--- Information provided Enclosed Below ---
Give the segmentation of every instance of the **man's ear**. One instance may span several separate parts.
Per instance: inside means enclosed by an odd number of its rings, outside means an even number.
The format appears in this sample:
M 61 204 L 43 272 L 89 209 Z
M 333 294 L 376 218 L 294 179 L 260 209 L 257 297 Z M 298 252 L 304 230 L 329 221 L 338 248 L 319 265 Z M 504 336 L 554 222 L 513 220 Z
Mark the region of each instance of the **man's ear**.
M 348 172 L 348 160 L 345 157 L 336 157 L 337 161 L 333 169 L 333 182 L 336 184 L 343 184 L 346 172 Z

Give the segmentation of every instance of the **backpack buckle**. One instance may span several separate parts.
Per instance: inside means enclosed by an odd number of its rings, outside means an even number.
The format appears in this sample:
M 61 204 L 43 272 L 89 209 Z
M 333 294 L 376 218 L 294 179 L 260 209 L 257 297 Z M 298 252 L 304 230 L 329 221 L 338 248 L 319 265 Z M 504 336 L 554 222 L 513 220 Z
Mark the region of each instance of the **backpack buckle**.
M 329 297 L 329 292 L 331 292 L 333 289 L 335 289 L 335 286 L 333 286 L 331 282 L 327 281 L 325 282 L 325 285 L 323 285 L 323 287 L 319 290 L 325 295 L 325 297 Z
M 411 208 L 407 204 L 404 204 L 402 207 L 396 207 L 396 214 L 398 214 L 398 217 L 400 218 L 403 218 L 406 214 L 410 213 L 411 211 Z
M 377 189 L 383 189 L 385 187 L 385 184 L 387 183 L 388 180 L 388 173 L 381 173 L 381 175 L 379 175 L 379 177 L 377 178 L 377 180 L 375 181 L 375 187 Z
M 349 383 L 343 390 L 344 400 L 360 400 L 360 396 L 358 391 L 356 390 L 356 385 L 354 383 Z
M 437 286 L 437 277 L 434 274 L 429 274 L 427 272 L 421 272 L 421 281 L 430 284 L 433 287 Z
--- End of Enclosed Information provided ---
What the exercise asks: Show every line above in which the word "parts" occurs.

Written solution:
Give the segmentation of every instance of the **man's ear**. One instance may span several separate parts.
Give the segmentation of every instance of the **backpack buckle**. One instance may span several separate parts.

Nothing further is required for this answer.